-- BEGIN --

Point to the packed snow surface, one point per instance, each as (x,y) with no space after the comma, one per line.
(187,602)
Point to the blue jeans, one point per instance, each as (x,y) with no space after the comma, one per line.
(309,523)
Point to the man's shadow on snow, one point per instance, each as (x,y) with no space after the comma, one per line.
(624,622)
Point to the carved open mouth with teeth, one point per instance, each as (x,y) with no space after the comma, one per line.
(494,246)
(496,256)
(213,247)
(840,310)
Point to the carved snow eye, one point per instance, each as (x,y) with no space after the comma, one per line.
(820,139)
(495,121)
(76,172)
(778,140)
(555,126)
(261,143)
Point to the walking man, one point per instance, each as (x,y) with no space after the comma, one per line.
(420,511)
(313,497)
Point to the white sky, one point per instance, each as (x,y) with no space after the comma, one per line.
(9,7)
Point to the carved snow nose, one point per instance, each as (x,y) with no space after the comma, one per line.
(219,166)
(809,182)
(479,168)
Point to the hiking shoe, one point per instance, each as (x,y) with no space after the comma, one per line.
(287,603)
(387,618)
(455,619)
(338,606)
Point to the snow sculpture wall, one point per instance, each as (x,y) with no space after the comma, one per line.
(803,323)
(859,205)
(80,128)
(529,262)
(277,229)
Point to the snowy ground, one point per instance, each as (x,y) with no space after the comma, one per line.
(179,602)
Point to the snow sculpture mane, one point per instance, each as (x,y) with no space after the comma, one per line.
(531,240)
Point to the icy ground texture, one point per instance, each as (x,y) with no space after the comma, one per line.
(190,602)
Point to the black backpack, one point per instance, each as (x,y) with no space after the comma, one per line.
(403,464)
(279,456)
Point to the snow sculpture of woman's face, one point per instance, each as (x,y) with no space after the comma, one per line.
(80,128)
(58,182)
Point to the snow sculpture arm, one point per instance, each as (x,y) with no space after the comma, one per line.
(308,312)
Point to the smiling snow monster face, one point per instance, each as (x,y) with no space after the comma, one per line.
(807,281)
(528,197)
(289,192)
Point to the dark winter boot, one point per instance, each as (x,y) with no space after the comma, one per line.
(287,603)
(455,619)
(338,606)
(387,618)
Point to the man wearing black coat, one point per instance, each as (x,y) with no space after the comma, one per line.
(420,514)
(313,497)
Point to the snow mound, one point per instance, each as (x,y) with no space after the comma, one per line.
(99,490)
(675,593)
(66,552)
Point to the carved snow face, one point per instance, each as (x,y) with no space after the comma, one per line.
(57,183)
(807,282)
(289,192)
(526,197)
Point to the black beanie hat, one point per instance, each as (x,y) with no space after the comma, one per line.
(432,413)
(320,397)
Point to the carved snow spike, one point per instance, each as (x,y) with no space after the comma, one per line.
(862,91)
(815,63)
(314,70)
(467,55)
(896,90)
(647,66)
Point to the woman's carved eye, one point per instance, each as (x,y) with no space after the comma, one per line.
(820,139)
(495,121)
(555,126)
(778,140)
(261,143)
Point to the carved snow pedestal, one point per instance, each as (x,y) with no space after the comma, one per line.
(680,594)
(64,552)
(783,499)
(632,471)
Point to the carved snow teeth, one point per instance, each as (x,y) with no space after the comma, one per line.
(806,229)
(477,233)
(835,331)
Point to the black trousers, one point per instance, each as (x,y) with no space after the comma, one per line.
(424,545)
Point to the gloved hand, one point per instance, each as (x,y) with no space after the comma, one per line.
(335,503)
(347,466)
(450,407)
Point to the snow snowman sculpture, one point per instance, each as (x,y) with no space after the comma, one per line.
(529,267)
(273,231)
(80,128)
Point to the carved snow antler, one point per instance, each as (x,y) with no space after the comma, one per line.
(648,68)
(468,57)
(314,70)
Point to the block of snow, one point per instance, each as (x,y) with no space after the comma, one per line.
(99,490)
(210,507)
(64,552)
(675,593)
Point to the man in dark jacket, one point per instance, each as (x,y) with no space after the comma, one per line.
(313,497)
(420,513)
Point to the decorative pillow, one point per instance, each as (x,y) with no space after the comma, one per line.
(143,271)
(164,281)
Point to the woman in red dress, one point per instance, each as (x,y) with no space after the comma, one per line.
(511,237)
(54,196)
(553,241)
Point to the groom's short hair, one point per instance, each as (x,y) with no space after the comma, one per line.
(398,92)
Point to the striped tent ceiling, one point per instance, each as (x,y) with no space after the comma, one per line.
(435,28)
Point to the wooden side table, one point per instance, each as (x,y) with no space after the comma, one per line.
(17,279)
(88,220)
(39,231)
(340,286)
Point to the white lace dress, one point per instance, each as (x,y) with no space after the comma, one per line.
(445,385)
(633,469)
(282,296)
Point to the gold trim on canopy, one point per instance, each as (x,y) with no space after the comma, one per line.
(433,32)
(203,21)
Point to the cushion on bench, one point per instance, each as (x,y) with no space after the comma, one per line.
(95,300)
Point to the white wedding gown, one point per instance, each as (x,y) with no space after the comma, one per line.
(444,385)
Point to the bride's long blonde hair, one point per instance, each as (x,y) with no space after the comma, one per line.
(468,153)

-- END --

- **What to produce**
Copy out the full listing exactly.

- **The output**
Point to the packed snow surface, one point per instance, each as (x,y) with no space after the comma, one per line.
(187,602)
Point to the blue jeans, one point per instance, each as (x,y) with no space after the comma, one per line.
(309,523)
Point to the man's shadow on snow, one point per instance, each as (x,y) with no space after the comma, one per line.
(624,622)
Point to the carved open mouth with teeth, one point per instance, each as (x,y) with no space after the comma, one per line.
(494,246)
(496,256)
(213,247)
(840,310)
Point to the carved snow eye, one point per instance, each as (x,y) with no space after the comma, one per line.
(820,139)
(495,121)
(76,172)
(778,140)
(555,126)
(261,143)
Point to the walking man, one point per instance, each as (x,y) with no space after the comma, one per line.
(420,511)
(313,497)
Point to the white sky, one point per instance, each as (x,y) with no space after the comma, one per line.
(9,7)
Point to the carved snow nose, one point per instance, each as (x,y) with no space after the comma, one per line.
(219,166)
(809,182)
(479,168)
Point to the hiking shoe, one point per instance, each as (x,y) with no space after the comma, one per line.
(287,603)
(387,618)
(455,619)
(338,606)
Point to the snow sculpture wall, one point per instance, each as (x,y) with no space after the comma, one per line.
(803,323)
(859,205)
(80,128)
(529,262)
(277,229)
Point to the snowy ground, one point per instance, each as (x,y) with no space after the comma, one per line.
(179,602)
Point to the snow sculpture mane, one point per instance, each as (x,y) with no space after the comma, one per line.
(531,240)
Point to the icy ground texture, one point per instance, each as (x,y) with no space after the comma, one per line.
(190,602)
Point to the black backpack, one point per instance, each as (x,y) with no space after the comma, one per line.
(403,464)
(279,456)
Point to the snow sculpture of woman's face, one point per instance, each as (x,y) with no space after the comma, one per line.
(80,128)
(58,182)
Point to the snow sculpture arm, one point per instance, each as (x,y) with no space after the comma, one per line.
(308,312)
Point to the smiling snow monster face, one point per instance, each as (x,y) with no space after the comma, one per line.
(807,281)
(528,197)
(289,192)
Point to the dark winter boot, one point per instance, each as (x,y) with no space after the comma, one per line.
(287,603)
(455,619)
(338,606)
(387,618)
Point to the man wearing black coat, one point per instance, each as (x,y) with no space after the comma, one per line.
(420,514)
(313,497)
Point to the snow mound, one point per instance, each as (x,y) with no space after the comma, one per line.
(99,490)
(675,593)
(66,552)
Point to the carved snow face, one point per instance, each as (x,y) with no space after the comma, one per line.
(57,183)
(807,282)
(289,192)
(526,197)
Point to the black beanie hat, one point per instance, each as (x,y) with no space after the comma, one per line.
(432,413)
(320,397)
Point to the carved snow spike, one point per instance, each as (x,y) with no space after the comma, one per line.
(862,91)
(815,63)
(314,70)
(467,55)
(896,90)
(647,66)
Point to the woman's carved eye, one point per instance, each as (x,y) with no space after the comma, one per line.
(820,139)
(495,121)
(555,126)
(778,140)
(261,143)
Point to the carved snow pedestal, one point per instance, each as (x,y) with no space after the comma, one per line.
(680,594)
(64,552)
(783,499)
(632,471)
Point to the carved snow teeth, one point per instance, each as (x,y) with no space after the comma, one per line.
(806,229)
(477,233)
(835,331)
Point to the black trousers, one point per instance, each as (x,y) with no space after the comma, one per line.
(424,545)
Point to the gloved hand, one point per instance, each as (x,y) with no space after the comma, one per line.
(335,503)
(347,466)
(450,407)
Point to the snow snowman sculpture, one point per instance, each as (x,y) with no space after the comma, one per line.
(529,267)
(273,231)
(80,128)
Point to the carved snow antler, one point per instance, each as (x,y) with no space after the comma, one per line.
(648,68)
(468,57)
(314,70)
Point to the block of snow, one point per instance, each as (x,y) with no space after the comma, one per line.
(99,490)
(210,507)
(64,552)
(675,593)
Point to the man in dark jacket, one point per instance, each as (x,y) with no space after the comma, one per line.
(313,497)
(420,513)
Point to the decorative pillow, one point per instance, each as (x,y) with no space after the comma, one per line.
(143,271)
(164,281)
Point to the woman in red dress, one point per instance, each as (x,y) with no space after the comma, one per line.
(511,237)
(54,196)
(553,241)
Point to the groom's short hair, one point per instance, each as (x,y) with no space after the comma, one per line.
(398,92)
Point to the striped tent ceiling, one point per instance, each as (x,y) with no space after the comma, one per line.
(435,28)
Point to the wooden side table, one point per instance, each as (x,y) with no space after the comma, one per line.
(17,279)
(88,220)
(39,231)
(340,286)
Point to the white lace dress, one point per instance, each as (x,y) with no space after the comma, one per line.
(445,385)
(633,469)
(282,296)
Point to the gold trim on canopy, one point per instance, each as (x,y) with no space after the comma, one per line.
(433,32)
(203,21)
Point to the cushion on bench, one point per instance, each as (x,y) with no space after the comma, one per line.
(95,300)
Point to the white wedding gown, one point per instance, each as (x,y) with no space after the comma, one per line.
(444,385)
Point to the bride's long blonde hair, one point per instance, each as (x,y) with no space after the comma, one per line.
(468,153)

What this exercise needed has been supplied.